**** FRAGMENTO ****

POR Arturo Galarce, DESDE ESTADOS UNIDOS.
Reportaje
El Mercurio

Cuando la Gran Recesión del año 2008 desmoronó la economía estadounidense, la Ciudad del Pecado acusó uno de los golpes más fuertes de su historia: las pérdidas sumaron cientos de millones de dólares, modificando el comportamiento de sus turistas y obligando el cierre y demolición de 7 casinos en los últimos 10 años. ¿Cómo se adapta una ciudad diseñada para el juego a visitantes que ya no arriesgan su dinero?



Walter, camisa roja, pelada radiante, lleva 18 minutos con las manos apoyadas sobre el paño de su mesa de black jack. Y no pasa nada. De vez en cuando gira, da un sorbo a una botella de agua y vuelve a su posición para clavar la mirada entre las máquinas tragamonedas del casino del hotel New York-New York, en The Strip, Las Vegas. Es viernes. Afuera los 43 grados Celsius se sienten como el soplo de un secador de pelo, mientras un ejército de personas camina hacia algún lado, unos relajados -agarrados a vasos gigantes de granizado- y otros muy apurados y acicalados, rumbo a alguna parte que no es precisamente la mesa de Walter, un croupier solitario que mira fijo y dice: "Es así. Las Vegas siempre está cambiando".

**** INFORMACIÓN MOSTRADA ****

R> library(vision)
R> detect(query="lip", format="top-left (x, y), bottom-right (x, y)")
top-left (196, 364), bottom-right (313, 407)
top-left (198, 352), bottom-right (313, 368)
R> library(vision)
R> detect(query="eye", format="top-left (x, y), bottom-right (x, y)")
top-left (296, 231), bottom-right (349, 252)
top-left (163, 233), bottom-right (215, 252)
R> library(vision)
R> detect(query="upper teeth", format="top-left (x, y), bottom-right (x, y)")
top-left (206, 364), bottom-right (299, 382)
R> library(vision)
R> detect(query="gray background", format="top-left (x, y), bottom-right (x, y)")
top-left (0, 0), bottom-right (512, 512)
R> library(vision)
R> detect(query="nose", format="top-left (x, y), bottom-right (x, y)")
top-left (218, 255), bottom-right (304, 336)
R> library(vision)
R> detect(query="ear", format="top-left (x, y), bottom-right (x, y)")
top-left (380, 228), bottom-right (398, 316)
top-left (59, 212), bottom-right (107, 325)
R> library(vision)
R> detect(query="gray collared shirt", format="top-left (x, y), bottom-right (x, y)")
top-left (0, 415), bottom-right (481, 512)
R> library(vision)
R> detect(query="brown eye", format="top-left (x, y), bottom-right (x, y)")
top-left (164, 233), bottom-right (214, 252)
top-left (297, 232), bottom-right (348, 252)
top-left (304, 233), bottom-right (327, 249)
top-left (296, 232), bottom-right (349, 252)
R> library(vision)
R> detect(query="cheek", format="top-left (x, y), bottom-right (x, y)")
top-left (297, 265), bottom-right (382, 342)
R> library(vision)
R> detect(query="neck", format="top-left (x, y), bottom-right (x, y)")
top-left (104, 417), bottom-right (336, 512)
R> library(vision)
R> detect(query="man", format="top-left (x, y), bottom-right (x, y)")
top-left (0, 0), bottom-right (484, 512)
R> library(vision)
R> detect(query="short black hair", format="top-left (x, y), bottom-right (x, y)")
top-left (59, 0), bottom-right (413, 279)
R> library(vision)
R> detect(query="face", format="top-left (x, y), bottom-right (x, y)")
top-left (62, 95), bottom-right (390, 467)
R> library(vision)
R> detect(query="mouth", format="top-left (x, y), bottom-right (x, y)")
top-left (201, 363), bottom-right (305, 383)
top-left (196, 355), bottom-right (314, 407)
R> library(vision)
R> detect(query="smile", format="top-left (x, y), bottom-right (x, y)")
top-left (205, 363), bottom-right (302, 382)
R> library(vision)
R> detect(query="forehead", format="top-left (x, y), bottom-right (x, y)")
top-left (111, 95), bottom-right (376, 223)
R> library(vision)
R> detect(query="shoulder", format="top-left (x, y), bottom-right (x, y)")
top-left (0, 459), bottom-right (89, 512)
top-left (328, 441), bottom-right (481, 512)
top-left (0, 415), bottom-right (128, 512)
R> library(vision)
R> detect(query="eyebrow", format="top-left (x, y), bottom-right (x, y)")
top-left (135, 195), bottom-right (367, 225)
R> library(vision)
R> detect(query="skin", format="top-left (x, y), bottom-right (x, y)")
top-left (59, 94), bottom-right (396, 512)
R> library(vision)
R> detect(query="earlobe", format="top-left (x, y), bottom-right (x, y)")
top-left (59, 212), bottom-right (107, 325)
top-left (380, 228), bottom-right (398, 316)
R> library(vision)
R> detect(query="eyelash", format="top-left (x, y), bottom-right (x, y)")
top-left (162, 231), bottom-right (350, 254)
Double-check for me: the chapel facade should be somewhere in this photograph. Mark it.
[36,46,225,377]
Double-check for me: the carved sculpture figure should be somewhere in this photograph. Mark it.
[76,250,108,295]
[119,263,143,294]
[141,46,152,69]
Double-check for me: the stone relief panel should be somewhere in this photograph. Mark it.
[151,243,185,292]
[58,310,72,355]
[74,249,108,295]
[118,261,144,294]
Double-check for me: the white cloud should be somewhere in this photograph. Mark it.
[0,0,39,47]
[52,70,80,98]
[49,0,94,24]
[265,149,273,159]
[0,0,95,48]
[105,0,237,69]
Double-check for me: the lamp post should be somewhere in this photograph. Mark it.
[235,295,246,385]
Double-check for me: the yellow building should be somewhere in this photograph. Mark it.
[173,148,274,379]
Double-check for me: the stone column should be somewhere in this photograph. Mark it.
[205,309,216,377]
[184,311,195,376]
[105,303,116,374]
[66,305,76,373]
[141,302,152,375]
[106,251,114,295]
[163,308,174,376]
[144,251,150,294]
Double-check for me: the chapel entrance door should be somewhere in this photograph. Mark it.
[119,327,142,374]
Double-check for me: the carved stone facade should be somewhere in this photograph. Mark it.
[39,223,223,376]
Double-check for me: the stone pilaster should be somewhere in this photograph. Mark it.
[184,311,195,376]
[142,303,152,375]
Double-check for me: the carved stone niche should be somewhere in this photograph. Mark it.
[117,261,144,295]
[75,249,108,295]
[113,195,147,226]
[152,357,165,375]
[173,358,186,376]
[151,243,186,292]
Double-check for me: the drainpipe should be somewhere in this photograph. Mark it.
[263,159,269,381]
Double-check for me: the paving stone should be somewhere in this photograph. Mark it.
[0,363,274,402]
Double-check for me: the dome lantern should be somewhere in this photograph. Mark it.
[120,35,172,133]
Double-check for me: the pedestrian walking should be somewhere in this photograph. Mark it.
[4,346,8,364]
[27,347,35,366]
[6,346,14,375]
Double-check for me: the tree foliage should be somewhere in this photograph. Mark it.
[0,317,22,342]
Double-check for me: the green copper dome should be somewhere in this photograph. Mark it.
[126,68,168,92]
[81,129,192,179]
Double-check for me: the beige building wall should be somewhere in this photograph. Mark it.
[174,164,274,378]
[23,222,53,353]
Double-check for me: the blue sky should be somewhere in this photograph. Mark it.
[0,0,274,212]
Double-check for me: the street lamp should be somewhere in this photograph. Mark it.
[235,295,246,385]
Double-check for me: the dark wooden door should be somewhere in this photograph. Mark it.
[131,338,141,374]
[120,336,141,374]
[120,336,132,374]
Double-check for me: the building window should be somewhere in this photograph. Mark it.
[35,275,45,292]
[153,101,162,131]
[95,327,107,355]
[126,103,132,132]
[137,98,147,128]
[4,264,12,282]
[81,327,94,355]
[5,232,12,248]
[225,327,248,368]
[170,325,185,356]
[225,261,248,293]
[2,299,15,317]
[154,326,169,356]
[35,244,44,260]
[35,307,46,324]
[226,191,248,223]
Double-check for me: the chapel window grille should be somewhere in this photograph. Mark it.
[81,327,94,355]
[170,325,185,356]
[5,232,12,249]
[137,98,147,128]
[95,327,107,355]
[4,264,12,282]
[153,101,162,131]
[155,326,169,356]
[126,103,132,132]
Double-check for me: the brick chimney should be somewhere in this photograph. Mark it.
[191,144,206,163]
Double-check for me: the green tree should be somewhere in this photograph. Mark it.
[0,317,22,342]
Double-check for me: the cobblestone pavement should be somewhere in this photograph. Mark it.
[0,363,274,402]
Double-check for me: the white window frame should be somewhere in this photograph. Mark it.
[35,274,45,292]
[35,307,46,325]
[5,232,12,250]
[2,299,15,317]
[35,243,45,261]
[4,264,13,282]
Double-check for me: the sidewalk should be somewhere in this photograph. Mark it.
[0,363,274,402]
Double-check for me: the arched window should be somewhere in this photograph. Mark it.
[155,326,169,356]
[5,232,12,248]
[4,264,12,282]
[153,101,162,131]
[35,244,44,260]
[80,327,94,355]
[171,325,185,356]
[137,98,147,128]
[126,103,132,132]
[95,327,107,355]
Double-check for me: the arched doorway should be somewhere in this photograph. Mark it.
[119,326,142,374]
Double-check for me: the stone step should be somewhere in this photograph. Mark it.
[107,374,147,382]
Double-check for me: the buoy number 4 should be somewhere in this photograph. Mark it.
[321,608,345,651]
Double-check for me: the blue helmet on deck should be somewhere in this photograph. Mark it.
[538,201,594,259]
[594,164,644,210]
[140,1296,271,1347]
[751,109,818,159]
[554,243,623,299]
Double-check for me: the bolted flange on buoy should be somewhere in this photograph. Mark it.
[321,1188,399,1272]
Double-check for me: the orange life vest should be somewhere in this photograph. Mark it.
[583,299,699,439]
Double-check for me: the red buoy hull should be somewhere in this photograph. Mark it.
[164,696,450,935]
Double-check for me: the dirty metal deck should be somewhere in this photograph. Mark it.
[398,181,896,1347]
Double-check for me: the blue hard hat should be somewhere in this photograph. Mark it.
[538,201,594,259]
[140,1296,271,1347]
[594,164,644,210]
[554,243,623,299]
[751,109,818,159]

****

**CONSIGNAS**.
1. Según el fragmento sobre Las Vegas, ¿cuántos casinos se cerraron y demolieron en la ciudad en los últimos 10 años?
2. Transcribe del fragmento sobre Las Vegas el tramo que va desde "POR Arturo Galarce, DESDE" hasta "arriesgan su dinero?".

**RESPUESTAS DADAS**.
1. Siete casinos.

2.
POR Arturo Galarce, DESDE ESTADOS UNIDOS.
Reportaje
El Mercurio

Cuando la Gran Recesión del año 2008 desmoronó la economía estadounidense, la Ciudad del Pecado acusó uno de los golpes más fuertes de su historia: las pérdidas sumaron cientos de millones de dólares, modificando el comportamiento de sus turistas y obligando el cierre y demolición de 7 casinos en los últimos 10 años. ¿Cómo se adapta una ciudad diseñada para el juego a visitantes que ya no arriesgan su dinero?